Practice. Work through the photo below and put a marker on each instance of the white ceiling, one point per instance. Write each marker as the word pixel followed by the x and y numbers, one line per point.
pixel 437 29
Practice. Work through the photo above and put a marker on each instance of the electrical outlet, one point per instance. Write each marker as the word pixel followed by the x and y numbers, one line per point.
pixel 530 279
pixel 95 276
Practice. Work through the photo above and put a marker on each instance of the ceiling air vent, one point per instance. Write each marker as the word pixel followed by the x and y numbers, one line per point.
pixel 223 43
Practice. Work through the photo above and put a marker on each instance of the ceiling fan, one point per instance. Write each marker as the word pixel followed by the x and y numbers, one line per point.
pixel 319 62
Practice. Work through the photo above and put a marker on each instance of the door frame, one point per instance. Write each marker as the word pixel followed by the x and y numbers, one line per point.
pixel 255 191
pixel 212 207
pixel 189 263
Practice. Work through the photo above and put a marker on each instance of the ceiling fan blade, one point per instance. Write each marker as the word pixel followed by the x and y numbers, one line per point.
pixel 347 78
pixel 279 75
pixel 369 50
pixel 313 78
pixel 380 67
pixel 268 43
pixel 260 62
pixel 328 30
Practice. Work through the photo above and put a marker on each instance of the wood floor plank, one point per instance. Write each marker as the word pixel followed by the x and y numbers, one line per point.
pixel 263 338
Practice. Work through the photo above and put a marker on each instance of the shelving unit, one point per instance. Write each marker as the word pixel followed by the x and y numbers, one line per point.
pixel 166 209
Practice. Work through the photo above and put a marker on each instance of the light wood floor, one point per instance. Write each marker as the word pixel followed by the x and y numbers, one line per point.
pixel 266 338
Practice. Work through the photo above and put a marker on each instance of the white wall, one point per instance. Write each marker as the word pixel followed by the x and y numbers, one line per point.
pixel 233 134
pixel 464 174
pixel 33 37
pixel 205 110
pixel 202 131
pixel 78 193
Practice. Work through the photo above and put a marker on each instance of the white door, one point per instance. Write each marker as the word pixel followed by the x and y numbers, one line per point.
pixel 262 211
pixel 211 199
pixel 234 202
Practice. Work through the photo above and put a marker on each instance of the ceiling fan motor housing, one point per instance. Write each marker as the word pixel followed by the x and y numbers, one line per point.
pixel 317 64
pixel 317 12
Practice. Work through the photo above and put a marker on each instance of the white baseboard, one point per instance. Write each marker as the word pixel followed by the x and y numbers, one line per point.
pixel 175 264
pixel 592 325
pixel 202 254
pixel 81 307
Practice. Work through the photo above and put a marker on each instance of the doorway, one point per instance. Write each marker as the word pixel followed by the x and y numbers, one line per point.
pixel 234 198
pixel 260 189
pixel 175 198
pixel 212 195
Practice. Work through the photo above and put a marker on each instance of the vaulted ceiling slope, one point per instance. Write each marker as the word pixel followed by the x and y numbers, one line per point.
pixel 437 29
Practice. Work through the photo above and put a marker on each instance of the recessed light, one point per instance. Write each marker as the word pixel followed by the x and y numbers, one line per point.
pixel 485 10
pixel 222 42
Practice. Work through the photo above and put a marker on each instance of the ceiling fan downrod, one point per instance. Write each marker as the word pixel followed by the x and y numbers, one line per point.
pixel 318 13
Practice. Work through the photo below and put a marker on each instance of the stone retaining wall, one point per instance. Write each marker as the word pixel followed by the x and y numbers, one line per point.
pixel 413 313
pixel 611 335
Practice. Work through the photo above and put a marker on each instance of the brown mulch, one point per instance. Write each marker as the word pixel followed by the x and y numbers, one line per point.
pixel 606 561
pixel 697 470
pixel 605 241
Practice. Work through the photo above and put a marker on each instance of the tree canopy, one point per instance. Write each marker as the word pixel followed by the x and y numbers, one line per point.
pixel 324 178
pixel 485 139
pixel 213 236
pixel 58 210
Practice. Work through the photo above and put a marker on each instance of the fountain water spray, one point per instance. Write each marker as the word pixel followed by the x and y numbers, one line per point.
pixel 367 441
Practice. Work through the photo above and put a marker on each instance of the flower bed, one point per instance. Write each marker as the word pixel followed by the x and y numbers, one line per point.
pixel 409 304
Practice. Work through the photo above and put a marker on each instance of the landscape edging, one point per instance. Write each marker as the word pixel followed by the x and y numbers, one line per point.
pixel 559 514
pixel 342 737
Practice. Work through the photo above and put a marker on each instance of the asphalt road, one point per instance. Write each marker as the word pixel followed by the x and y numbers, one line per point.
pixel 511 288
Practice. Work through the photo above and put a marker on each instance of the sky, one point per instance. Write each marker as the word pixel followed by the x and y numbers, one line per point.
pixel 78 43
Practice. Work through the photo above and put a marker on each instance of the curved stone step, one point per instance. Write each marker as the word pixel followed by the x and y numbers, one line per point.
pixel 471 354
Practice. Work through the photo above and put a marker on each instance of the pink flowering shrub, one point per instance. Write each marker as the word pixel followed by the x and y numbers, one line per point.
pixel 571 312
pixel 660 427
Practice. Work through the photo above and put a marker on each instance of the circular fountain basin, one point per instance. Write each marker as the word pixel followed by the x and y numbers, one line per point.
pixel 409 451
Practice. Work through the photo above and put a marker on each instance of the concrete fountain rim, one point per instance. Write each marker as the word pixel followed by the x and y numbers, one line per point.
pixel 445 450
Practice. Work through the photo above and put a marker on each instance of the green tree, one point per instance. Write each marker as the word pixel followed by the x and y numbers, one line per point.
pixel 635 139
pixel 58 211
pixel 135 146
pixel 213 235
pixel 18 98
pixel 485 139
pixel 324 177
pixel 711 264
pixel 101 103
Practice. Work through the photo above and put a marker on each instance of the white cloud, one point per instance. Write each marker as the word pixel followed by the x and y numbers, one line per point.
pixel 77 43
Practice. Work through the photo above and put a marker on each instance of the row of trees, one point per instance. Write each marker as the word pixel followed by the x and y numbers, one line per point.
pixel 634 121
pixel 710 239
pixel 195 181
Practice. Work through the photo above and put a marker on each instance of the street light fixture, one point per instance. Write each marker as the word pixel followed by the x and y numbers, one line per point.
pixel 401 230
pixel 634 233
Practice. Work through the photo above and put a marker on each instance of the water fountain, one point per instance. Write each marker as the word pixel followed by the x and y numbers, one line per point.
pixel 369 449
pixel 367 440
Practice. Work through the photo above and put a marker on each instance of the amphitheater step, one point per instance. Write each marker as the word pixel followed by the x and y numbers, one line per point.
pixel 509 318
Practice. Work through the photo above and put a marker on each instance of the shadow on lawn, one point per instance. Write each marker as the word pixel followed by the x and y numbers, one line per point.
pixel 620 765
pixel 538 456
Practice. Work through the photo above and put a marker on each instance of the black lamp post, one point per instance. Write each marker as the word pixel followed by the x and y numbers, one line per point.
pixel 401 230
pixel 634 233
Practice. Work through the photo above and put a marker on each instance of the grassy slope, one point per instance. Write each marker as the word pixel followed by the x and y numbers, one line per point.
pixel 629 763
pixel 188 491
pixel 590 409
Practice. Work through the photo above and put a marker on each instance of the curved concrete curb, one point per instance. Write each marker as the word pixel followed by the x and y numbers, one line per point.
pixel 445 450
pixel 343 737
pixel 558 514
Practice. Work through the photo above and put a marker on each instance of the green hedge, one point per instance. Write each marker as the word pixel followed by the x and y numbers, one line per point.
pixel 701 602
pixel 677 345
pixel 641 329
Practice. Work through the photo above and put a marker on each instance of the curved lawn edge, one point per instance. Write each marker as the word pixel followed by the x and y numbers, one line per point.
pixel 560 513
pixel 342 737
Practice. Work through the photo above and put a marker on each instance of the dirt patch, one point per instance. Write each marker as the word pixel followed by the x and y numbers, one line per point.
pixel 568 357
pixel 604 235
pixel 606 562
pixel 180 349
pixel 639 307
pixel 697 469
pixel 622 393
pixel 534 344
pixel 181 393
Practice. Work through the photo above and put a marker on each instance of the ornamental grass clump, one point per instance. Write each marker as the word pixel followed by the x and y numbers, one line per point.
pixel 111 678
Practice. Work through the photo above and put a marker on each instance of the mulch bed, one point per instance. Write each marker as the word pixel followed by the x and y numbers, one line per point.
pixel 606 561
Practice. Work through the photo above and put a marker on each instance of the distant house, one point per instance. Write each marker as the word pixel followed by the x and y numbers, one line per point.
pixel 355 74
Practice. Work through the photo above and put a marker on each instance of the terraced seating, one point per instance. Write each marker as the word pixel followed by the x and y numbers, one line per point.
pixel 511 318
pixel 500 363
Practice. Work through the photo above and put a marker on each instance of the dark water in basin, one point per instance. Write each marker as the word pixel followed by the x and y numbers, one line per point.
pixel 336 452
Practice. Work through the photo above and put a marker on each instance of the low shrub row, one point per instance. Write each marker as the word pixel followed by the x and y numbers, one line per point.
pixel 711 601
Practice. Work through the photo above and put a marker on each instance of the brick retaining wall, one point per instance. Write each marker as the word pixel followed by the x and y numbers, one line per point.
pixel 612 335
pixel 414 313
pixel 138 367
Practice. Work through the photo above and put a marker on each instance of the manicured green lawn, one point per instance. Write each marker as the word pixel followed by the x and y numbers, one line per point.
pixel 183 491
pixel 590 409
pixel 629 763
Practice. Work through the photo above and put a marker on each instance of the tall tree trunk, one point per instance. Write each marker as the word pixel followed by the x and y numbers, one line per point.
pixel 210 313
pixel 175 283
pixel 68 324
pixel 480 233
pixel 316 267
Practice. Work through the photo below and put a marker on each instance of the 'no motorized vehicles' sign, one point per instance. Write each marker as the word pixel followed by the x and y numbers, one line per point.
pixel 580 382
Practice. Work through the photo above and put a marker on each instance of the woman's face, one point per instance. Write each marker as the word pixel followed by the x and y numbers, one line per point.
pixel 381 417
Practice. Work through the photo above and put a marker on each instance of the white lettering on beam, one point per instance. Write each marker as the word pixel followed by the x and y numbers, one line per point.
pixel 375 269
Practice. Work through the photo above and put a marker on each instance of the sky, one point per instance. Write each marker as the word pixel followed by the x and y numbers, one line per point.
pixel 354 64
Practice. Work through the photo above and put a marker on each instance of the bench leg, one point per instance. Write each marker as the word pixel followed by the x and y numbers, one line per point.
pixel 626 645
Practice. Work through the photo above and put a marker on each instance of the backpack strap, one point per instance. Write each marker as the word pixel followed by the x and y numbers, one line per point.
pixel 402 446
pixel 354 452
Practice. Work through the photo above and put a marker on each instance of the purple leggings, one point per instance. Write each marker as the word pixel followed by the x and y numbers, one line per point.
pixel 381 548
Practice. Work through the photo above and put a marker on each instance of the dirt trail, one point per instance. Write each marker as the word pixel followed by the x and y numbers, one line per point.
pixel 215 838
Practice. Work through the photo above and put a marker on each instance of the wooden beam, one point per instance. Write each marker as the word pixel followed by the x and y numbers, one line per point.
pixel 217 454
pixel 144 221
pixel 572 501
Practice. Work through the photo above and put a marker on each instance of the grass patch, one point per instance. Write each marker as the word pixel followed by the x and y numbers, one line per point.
+ + + +
■ **Work to do**
Revise the entries beginning with the line that contains "of the mulch" and continuing through the line that contains "pixel 500 363", substituting "tiered seating" for "terraced seating" and keeping everything else the same.

■ **Task response**
Practice. Work through the photo above and put a marker on each instance of the mulch bed, one point per instance. Write each marker as the word pixel followed by the x and y numbers, one line per point.
pixel 606 561
Practice. Work through the photo above and put a marker on each instance of the distant house, one point per instance. Write each marker as the word pixel followed by the x and y numbers, one line per point.
pixel 355 74
Practice. Work through the photo above and put a marker on each instance of the tiered seating, one point per instance. Write each marker as the word pixel followed by the x and y numbers, one line per point.
pixel 511 318
pixel 500 363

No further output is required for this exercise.